## INSTRUCTIONS FOR THE TASK
From the records below, keep only the lines that contain the string "hand", treating uppercase and lowercase letters as different.

## SOURCE RECORDS
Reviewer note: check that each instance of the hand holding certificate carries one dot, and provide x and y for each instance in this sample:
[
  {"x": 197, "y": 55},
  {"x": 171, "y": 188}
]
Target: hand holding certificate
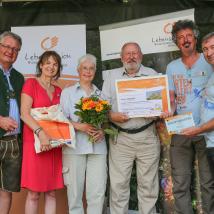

## OUTPUT FOR THIS TASK
Reviewer note: check that each instance of the hand holding certificate carries one dot, and provide x and y for each instance in this sample:
Target: hand holding certificate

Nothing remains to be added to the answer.